Given data ::

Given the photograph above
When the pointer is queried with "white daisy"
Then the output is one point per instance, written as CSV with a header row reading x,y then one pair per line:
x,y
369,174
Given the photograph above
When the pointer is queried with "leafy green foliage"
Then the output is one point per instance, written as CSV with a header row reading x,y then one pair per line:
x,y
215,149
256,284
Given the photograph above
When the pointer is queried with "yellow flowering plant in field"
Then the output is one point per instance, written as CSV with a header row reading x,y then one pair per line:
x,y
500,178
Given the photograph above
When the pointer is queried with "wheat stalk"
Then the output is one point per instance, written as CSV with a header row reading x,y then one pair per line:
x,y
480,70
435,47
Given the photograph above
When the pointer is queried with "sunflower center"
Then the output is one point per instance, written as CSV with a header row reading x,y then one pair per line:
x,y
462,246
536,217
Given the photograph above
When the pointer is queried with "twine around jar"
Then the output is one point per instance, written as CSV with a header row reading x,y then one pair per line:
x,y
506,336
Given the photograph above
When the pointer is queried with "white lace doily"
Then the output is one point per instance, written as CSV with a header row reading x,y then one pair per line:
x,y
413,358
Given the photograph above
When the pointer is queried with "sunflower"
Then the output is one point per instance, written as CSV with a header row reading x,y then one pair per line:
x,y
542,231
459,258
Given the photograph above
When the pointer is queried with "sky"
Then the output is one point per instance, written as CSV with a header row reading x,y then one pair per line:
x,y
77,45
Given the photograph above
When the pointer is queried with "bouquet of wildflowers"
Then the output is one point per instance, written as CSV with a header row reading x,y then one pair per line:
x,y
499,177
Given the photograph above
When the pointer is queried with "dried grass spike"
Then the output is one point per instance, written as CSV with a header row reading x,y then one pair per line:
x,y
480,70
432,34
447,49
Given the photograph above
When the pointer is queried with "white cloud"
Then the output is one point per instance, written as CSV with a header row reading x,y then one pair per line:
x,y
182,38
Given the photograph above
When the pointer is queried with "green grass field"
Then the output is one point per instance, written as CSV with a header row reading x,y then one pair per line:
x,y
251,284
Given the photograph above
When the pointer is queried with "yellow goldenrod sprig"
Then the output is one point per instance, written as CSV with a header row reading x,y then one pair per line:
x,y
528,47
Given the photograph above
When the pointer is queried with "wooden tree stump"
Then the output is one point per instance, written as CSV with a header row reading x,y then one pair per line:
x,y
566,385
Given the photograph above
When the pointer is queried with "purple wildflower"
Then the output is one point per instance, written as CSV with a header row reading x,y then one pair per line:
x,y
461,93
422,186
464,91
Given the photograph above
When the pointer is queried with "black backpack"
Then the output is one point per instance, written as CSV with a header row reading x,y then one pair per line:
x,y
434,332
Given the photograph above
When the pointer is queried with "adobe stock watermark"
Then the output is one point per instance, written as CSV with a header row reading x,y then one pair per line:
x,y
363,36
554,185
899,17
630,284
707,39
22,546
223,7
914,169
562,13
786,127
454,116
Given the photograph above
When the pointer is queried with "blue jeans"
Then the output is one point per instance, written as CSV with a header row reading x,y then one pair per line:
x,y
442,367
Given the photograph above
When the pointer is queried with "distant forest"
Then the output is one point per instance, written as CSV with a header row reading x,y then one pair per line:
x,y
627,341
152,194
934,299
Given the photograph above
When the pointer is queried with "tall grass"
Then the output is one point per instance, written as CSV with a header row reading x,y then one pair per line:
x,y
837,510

Directions for this task :: Collect every line of the data above that contains the string "white". Letter case counts when matching.

Solution to this task ::
When the pointer is queried with "white daisy"
When the pointer is queried with "white lace doily"
When the pointer is queried with "white cloud"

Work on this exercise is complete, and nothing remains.